**Task to carry out:**
Restate all data exactly. No images.

====== Exercise data ======

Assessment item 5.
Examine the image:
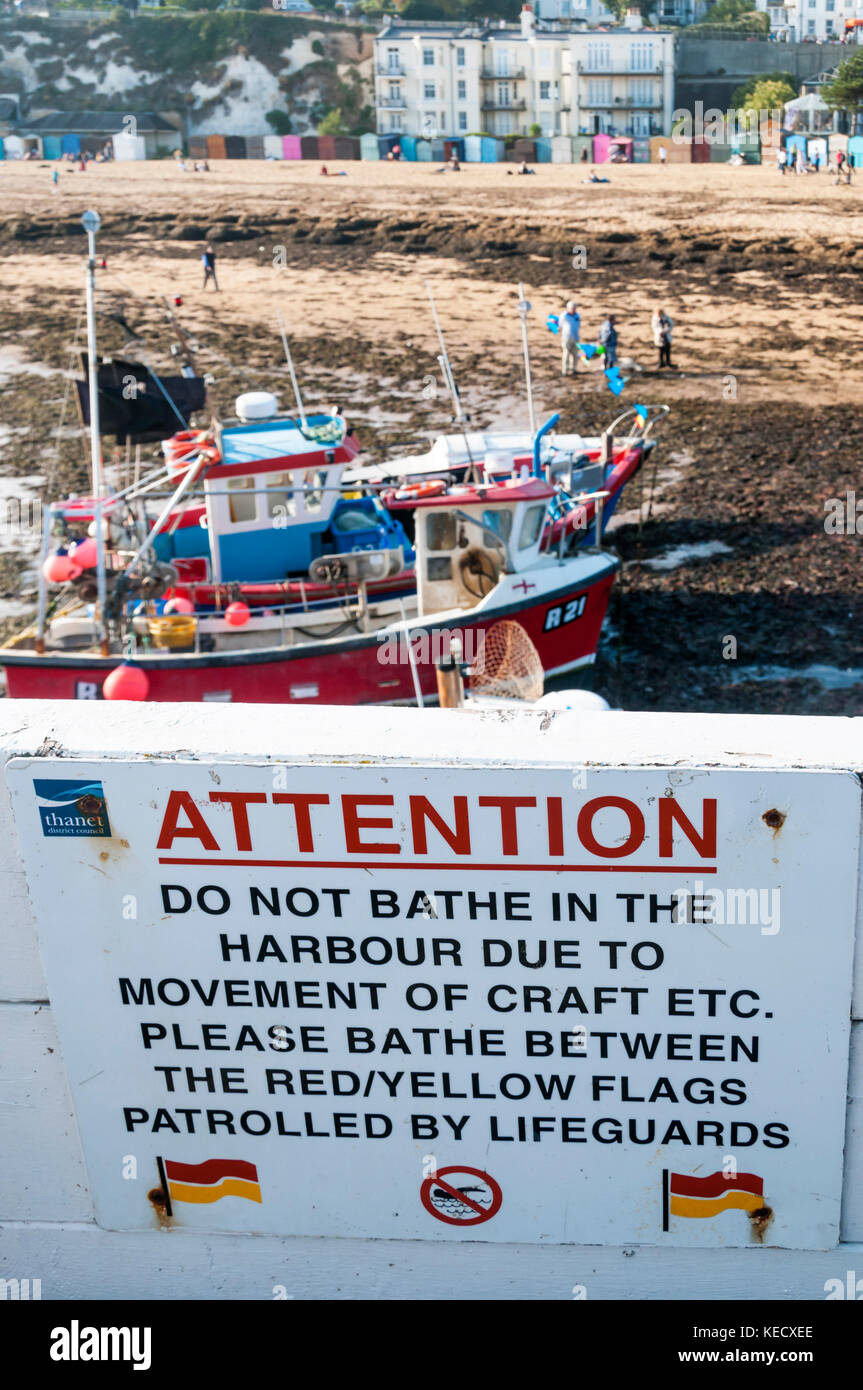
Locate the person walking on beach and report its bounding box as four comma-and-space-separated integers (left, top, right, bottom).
599, 314, 618, 371
652, 306, 673, 370
658, 144, 668, 168
561, 300, 581, 376
776, 147, 787, 175
201, 242, 219, 292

======

**Solution:**
Assessment item 5.
Examine the image:
Locate the person walking on beach and report its bounding box as four comma-and-space-separated integers (left, top, right, bottom).
599, 314, 618, 371
652, 306, 673, 370
658, 144, 668, 168
561, 300, 581, 376
776, 147, 787, 175
201, 242, 219, 292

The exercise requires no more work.